Task description: In the Rust error-handling excerpt below, which derive macro can write the error-creation functions for you?

--- Excerpt Enclosed Below ---

We have to call .into() on our desc argument, which makes the struct building a bit uglier, but I’d argue that’s a small price to pay for being able to call both Foo::new(1, "this is a thing") and Foo::new(2, format!("This is a thing named {name}")) without caring what sort of string is involved.

Always Have an Error Enum

Rust’s error handing mechanism (Results… everywhere), along with the quality-of-life sugar surrounding it (like the short-circuit operator, ?), is a delightfully ergonomic approach to error handling. To make life easy for mediocre programmers, I recommend starting every project with an Error enum, that derives thiserror::Error, and using that in every method and function that returns a Result.

How you structure your Error type from there is less cut-and-dried, but typically I’ll create a separate enum variant for each type of error I want to have a different description. With thiserror, it’s easy to then attach those descriptions:

#[derive(Clone, Debug, thiserror::Error)] enum Error { #[error("{0} caught fire")] Combustion(String), #[error("{0} exploded")] Explosion(String), }

I also implement functions to create each error variant, because that allows me to do the Into<String> trick, and can sometimes come in handy when creating errors from other places with .map_err() (more on that later). For example, the impl for the above Error would probably be:

impl Error { fn combustion(desc: impl Into<String>) -> Self { Self::Combustion(desc.into()) } fn explosion(desc: impl Into<String>) -> Self { Self::Explosion(desc.into()) } }

It’s a tedious bit of boilerplate, and you can use the thiserror-ext crate’s thiserror_ext::Construct derive macro to do the hard work for you, if you like. It, too, knows all about the Into<String> trick.

Banish map_err (well, mostly)

The newer mediocre programmer, who is just dipping their toe in the water of Rust, might write file handling code that looks like this:

fn read_u32_from_file(name: impl AsRef<str>) -> Result<u32, Error> { let mut f = File::open(name.as_ref()) .map_err(|e| Error::FileOpenError(name.as_ref().to_string(), e))?; let mut buf = vec![0u8; 30]; f.read(&mut buf) .map_err(|e| Error::ReadError(e))?; String::from_utf8(buf) .map_err(|e| Error::EncodingError(e))? .parse::<u32>() .map_err(|e| Error::ParseError(e)) }

This works great (or it probably does, I haven’t actually tested it), but there are a lot of .map_err() calls in there. They take up over half the function, in fact. With the power of the From trait and the magic of the ? operator, we can make this a lot tidier.

First off, assume we’ve written boilerplate error creation functions (or used thiserror_ext::Construct to do it for us)). That allows us to simplify the file handling portion of the function a bit:

fn read_u32_from_file(name: impl AsRef<str>) -> Result<u32, Error> { let mut f = File::open(name.as_ref()) // We've dropped the `.to_string()` out of here... .map_err(|e| Error::file_open_error(name.as_ref(), e))?; let mut buf = vec![0u8; 30]; f.read(&mut buf) // ... and the explicit parameter passing out of here .map_err(Error::read_error)?; // ...

--- End of Enclosed Excerpt ---
--- Extracted records Enclosed Below ---

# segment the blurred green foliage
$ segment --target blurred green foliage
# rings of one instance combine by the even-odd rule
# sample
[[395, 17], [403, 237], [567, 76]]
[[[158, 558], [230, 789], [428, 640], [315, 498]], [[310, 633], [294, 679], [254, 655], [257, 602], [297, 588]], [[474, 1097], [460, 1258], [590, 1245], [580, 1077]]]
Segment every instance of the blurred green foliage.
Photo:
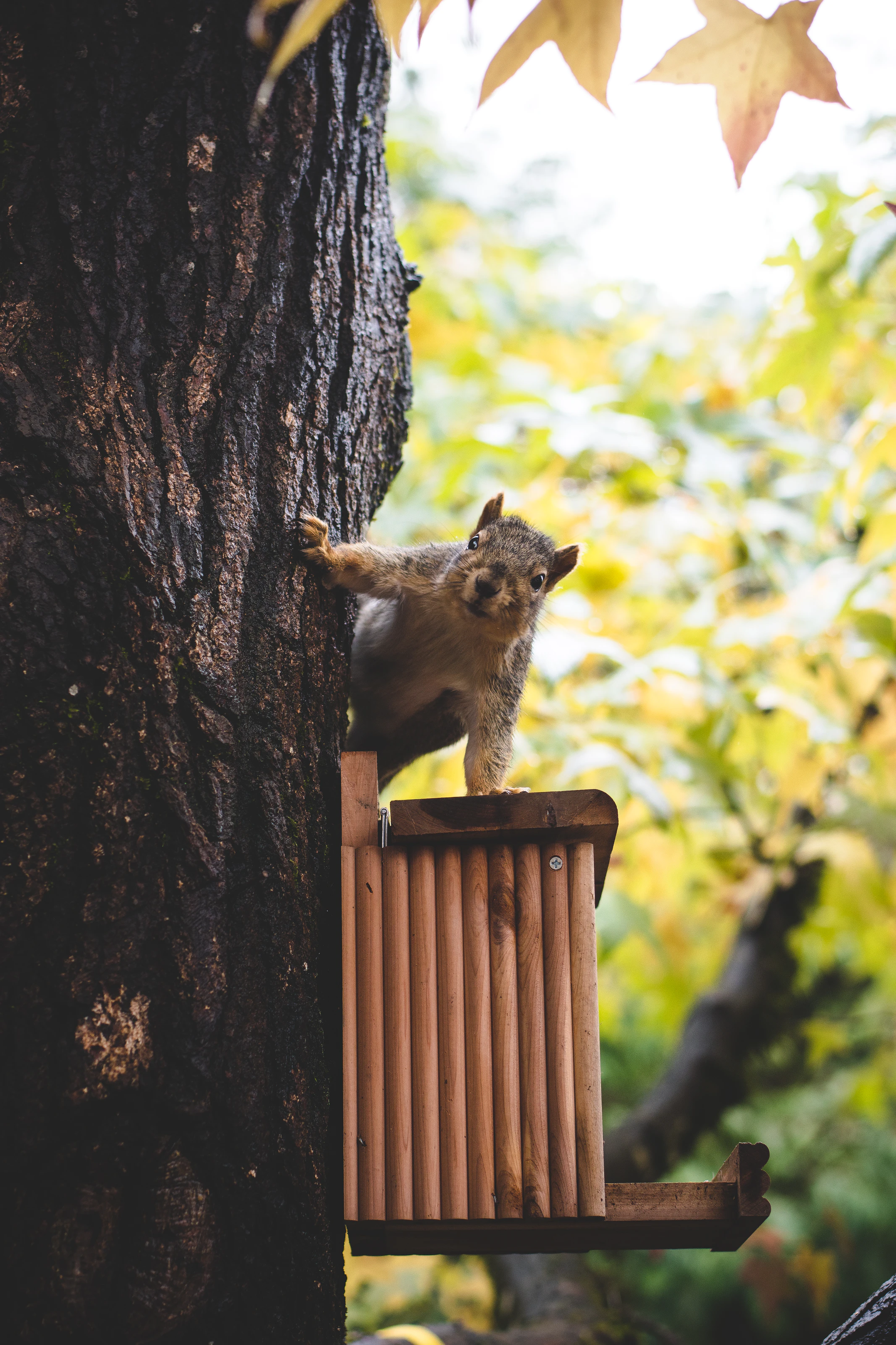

--- End of Enclosed Extracted records ---

Solution to this problem: The thiserror_ext::Construct derive macro from the thiserror-ext crate.